YOUR GOAL
List each line of the rows below that contains the string "weathered". Case counts, so only exact-case matches qualify.

## BEGIN MATERIAL

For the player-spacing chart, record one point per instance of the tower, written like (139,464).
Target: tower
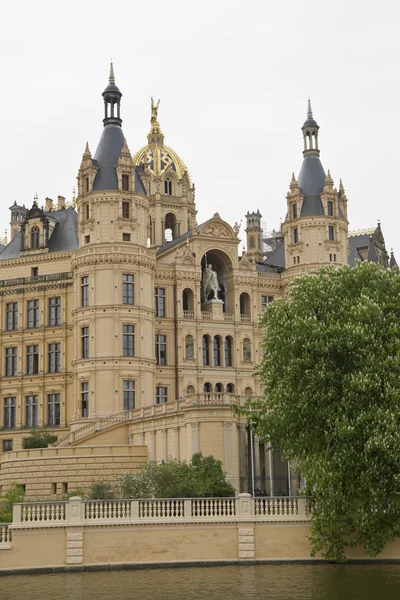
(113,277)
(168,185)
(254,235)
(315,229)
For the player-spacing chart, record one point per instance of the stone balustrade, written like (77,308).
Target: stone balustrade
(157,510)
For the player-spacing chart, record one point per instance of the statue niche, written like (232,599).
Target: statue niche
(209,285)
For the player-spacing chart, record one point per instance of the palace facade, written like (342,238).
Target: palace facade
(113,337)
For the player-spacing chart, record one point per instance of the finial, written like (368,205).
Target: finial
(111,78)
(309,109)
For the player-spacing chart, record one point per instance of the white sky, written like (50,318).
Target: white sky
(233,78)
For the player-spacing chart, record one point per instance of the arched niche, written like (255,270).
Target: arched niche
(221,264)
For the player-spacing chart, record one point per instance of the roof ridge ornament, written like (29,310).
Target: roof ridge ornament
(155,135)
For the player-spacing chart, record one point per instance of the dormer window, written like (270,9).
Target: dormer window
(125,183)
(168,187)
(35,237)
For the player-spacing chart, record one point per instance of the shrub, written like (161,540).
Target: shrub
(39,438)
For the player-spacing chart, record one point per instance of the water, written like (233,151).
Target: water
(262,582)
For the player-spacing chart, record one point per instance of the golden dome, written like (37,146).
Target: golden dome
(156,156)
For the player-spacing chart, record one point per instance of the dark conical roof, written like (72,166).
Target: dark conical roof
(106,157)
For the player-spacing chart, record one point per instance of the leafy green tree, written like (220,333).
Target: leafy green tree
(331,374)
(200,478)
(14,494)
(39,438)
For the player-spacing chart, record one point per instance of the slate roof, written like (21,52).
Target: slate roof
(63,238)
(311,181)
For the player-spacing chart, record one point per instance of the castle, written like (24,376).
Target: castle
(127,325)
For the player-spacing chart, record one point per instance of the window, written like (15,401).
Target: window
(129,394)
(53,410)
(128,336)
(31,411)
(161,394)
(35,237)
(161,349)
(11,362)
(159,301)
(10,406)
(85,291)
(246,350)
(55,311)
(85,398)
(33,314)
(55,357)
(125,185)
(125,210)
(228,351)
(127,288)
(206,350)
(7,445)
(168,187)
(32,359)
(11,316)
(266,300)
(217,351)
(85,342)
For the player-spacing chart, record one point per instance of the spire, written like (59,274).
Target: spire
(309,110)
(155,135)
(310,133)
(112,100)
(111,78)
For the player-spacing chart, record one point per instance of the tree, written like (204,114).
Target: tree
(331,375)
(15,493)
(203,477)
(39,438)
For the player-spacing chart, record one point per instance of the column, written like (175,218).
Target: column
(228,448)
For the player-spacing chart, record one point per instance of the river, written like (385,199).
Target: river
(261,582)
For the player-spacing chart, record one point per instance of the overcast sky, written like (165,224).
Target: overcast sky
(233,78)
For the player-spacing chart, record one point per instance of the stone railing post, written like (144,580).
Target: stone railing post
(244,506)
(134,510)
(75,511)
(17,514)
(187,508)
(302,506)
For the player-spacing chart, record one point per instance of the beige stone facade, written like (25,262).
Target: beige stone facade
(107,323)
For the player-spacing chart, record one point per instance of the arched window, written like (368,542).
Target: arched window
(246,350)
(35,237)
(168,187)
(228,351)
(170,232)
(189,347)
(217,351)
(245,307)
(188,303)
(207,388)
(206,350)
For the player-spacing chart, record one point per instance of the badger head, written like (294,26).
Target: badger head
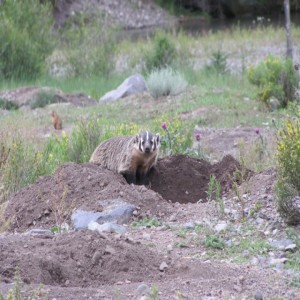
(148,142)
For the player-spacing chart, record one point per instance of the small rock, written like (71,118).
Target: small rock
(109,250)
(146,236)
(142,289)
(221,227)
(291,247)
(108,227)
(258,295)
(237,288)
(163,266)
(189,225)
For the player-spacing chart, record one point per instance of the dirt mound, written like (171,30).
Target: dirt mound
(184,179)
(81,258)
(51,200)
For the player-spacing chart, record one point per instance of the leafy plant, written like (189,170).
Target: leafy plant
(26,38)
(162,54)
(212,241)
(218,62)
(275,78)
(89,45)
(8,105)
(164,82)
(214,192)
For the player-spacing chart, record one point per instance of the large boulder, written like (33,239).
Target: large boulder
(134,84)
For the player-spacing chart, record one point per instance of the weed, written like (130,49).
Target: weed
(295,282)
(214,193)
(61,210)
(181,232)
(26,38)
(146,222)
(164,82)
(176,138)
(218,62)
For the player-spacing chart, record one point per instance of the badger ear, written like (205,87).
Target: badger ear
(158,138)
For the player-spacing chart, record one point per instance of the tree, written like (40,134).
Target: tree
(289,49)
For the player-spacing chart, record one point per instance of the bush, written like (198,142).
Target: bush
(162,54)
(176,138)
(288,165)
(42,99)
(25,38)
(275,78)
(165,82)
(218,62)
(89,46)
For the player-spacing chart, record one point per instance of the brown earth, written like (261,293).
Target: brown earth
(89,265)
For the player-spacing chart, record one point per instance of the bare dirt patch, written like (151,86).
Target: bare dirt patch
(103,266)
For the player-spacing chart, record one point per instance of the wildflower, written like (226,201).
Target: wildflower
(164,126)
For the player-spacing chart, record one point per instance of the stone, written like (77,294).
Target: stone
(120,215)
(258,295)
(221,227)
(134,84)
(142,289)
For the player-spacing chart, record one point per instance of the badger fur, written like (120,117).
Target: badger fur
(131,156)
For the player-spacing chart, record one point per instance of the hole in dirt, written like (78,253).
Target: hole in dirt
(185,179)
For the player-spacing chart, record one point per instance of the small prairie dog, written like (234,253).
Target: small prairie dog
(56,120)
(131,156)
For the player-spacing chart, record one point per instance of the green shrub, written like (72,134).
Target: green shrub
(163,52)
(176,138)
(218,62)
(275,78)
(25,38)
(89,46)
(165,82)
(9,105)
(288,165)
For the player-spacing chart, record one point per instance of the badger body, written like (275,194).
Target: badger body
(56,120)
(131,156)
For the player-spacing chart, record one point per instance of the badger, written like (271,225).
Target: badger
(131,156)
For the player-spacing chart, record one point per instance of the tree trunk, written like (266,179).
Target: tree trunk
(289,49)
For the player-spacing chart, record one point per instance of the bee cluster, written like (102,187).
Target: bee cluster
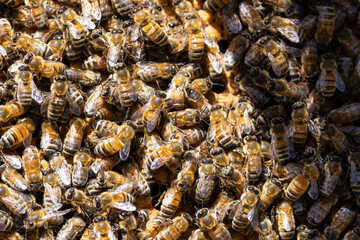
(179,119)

## END MATERIAL
## BEGIN MATERIAL

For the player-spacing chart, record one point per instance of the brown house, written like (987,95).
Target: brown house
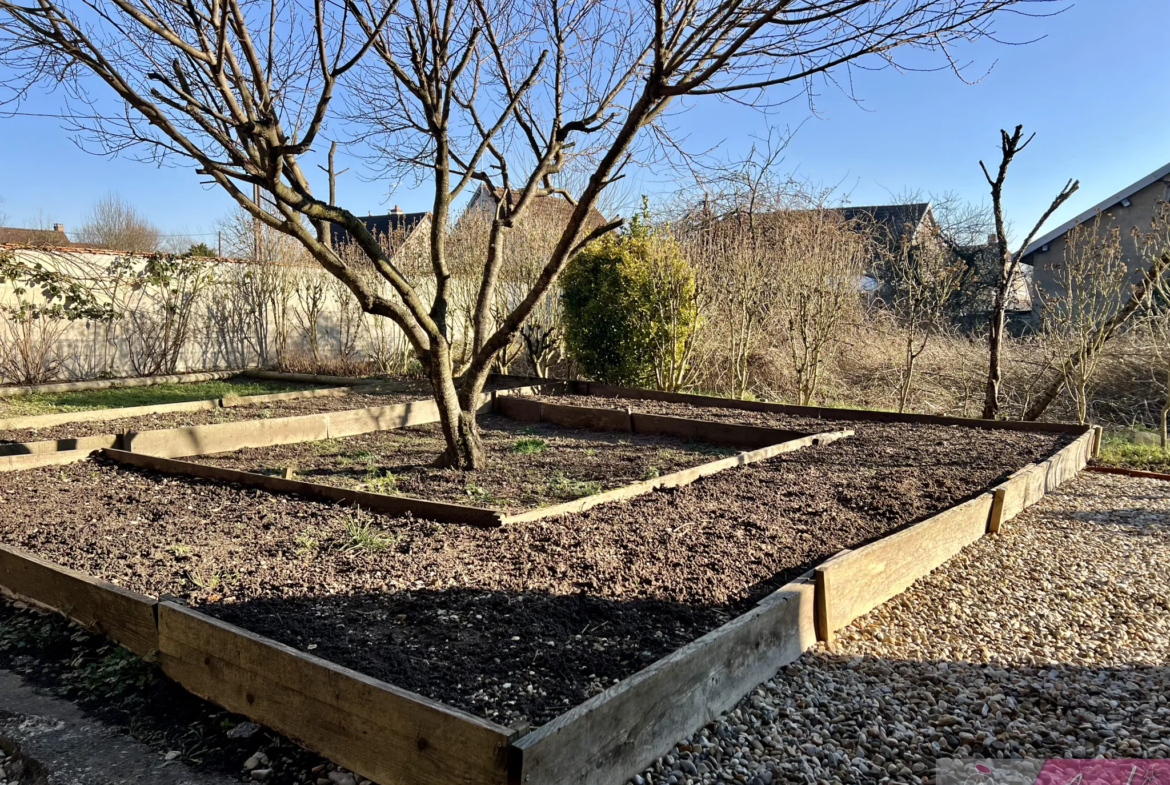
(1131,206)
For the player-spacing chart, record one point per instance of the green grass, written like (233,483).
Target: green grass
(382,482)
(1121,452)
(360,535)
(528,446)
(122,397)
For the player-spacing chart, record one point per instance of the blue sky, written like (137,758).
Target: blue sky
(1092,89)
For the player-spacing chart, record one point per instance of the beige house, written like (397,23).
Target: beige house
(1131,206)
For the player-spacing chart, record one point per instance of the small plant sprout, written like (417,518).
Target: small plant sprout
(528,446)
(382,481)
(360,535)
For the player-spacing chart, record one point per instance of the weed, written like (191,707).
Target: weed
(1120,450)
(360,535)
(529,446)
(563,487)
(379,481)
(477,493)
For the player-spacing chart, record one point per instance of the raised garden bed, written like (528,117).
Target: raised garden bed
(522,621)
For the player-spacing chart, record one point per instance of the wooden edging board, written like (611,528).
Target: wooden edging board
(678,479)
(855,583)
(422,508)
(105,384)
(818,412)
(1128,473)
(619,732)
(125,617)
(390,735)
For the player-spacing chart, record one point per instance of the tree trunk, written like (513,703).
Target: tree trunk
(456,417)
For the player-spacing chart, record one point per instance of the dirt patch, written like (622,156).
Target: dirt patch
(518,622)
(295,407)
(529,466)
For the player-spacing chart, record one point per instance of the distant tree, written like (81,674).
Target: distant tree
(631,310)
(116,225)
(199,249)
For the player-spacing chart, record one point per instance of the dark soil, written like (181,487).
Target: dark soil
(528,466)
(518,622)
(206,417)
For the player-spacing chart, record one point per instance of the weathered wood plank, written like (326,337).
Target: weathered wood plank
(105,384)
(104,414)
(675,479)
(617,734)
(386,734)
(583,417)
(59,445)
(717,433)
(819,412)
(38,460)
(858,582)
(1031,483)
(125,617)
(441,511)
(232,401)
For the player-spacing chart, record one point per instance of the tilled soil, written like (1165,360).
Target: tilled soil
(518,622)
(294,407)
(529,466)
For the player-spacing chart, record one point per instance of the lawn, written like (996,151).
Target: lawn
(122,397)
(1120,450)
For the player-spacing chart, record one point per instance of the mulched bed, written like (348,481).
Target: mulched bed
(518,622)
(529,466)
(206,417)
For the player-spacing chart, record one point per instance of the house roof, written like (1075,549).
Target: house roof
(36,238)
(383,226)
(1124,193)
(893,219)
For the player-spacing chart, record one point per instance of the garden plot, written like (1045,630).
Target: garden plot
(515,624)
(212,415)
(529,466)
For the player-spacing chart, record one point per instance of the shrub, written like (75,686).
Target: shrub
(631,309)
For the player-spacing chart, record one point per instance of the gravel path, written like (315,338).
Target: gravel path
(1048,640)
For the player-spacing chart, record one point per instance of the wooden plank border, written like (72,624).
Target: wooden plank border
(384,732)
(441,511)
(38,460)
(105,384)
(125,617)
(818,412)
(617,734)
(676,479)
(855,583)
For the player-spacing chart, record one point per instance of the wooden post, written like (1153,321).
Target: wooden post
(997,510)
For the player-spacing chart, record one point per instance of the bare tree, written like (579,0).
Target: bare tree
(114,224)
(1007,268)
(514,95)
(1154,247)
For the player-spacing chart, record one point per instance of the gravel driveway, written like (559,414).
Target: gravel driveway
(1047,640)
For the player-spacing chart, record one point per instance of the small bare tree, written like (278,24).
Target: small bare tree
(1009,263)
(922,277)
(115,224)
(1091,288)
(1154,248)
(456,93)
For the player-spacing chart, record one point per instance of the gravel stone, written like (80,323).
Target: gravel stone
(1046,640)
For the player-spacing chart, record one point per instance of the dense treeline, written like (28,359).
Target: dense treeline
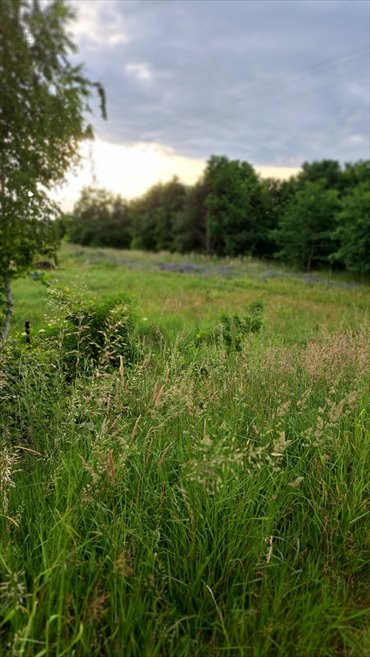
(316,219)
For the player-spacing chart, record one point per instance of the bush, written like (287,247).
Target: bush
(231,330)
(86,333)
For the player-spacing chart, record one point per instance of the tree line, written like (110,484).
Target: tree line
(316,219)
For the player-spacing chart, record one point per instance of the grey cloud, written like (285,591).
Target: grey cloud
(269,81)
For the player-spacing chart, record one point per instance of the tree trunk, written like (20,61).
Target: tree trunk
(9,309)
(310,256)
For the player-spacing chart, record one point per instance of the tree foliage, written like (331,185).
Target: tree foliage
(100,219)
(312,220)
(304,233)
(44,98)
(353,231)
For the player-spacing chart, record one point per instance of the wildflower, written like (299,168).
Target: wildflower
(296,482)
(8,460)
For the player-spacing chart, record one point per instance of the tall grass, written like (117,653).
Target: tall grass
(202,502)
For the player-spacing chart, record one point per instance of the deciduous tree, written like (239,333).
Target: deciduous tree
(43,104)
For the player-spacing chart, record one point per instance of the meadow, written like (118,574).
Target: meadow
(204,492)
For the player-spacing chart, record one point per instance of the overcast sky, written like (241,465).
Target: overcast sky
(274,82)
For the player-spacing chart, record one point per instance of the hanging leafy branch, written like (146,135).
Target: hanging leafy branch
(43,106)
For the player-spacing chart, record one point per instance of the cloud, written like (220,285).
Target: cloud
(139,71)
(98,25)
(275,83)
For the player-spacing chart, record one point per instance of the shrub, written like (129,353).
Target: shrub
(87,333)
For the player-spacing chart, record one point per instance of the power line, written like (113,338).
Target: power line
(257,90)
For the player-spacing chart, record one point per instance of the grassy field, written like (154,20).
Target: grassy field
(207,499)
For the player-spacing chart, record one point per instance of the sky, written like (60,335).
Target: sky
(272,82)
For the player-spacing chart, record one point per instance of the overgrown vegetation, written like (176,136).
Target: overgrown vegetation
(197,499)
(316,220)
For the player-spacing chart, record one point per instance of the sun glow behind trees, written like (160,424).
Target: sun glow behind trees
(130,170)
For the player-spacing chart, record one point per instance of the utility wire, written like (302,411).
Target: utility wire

## END MATERIAL
## BEGIN MATERIAL

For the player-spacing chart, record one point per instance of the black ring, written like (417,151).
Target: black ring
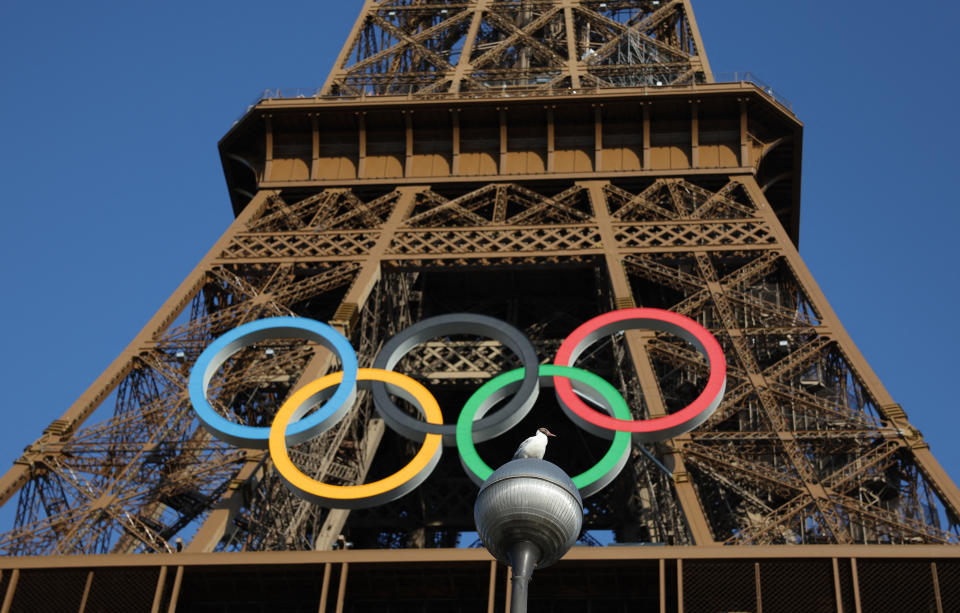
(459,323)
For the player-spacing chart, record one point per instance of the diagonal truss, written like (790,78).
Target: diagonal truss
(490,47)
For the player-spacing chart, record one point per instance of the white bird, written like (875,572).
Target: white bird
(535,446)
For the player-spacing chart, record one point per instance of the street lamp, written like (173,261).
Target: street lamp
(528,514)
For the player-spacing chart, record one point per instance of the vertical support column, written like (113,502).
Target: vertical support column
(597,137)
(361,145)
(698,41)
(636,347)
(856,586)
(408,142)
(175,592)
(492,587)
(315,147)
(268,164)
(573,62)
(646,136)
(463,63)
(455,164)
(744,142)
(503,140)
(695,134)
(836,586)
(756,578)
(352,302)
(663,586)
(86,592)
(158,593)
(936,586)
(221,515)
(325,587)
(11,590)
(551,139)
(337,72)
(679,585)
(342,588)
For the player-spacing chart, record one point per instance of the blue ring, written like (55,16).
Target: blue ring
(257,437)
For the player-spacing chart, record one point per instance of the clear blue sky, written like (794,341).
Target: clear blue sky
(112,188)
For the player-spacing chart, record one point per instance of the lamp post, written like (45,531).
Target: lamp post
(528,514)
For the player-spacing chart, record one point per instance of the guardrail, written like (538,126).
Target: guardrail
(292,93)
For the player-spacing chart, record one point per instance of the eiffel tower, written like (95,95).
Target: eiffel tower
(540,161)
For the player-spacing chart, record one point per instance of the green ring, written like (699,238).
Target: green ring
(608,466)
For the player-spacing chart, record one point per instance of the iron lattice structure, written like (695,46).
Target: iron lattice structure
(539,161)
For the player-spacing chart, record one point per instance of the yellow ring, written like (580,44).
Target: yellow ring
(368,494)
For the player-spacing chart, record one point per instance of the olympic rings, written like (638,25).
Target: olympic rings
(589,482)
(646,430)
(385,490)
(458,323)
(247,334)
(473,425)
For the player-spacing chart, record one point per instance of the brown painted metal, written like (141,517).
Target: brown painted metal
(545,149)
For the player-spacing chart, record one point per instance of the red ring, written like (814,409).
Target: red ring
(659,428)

## END MATERIAL

RESULT FOR THIS EXERCISE
For the player-spacing chart, record one point per instance of the weathered wood plank, written like (326,337).
Target: weathered wood plank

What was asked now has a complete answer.